• [Task brief]:
Reproduce the material below word for word, line by line, leaving out the pictures.

• [Listed entries]:
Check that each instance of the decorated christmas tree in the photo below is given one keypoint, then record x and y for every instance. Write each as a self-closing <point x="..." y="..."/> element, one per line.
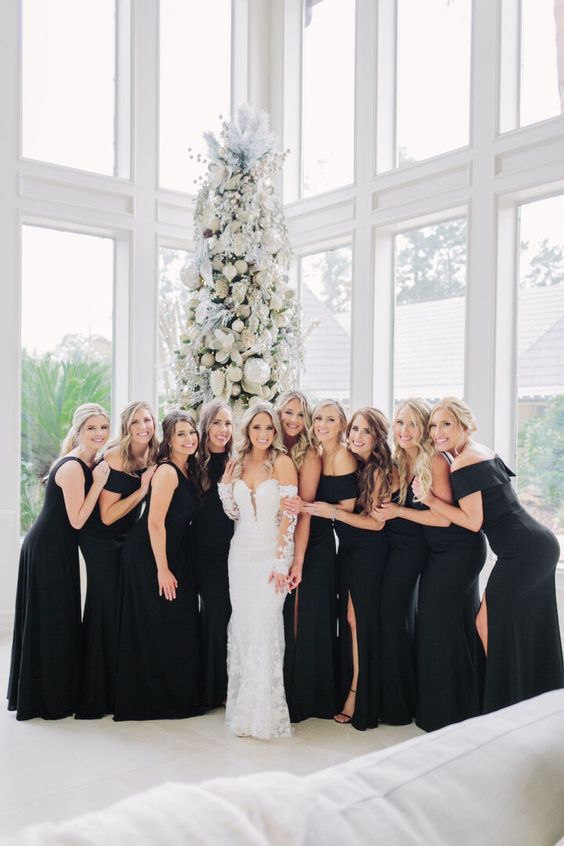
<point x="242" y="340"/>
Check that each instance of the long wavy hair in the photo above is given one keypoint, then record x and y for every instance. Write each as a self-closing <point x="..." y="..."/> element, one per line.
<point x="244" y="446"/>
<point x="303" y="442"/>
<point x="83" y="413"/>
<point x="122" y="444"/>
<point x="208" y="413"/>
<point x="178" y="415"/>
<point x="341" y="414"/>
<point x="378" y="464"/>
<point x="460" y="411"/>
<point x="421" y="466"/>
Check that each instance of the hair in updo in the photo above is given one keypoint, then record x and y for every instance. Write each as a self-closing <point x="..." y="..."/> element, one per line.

• [Result for this exercise]:
Check that each instance of the decorated christmas tree in the photo below is given one keypoint, then record x and y for every instance. Write each as a self-closing <point x="..." y="..."/> element, one per line.
<point x="242" y="340"/>
Check that each instance of the long wavy hair in the photo above is given one keypoint, then record x and y for every instance. Write each as a self-closing <point x="..." y="..."/> element, one per line.
<point x="244" y="446"/>
<point x="303" y="442"/>
<point x="83" y="413"/>
<point x="122" y="444"/>
<point x="208" y="413"/>
<point x="178" y="415"/>
<point x="341" y="414"/>
<point x="378" y="464"/>
<point x="460" y="411"/>
<point x="421" y="466"/>
Check that each instance of the hair in updo in the photo above is given one keypoint, then record x and y for every instance. Write each as a self-closing <point x="..." y="..."/> element, one per line.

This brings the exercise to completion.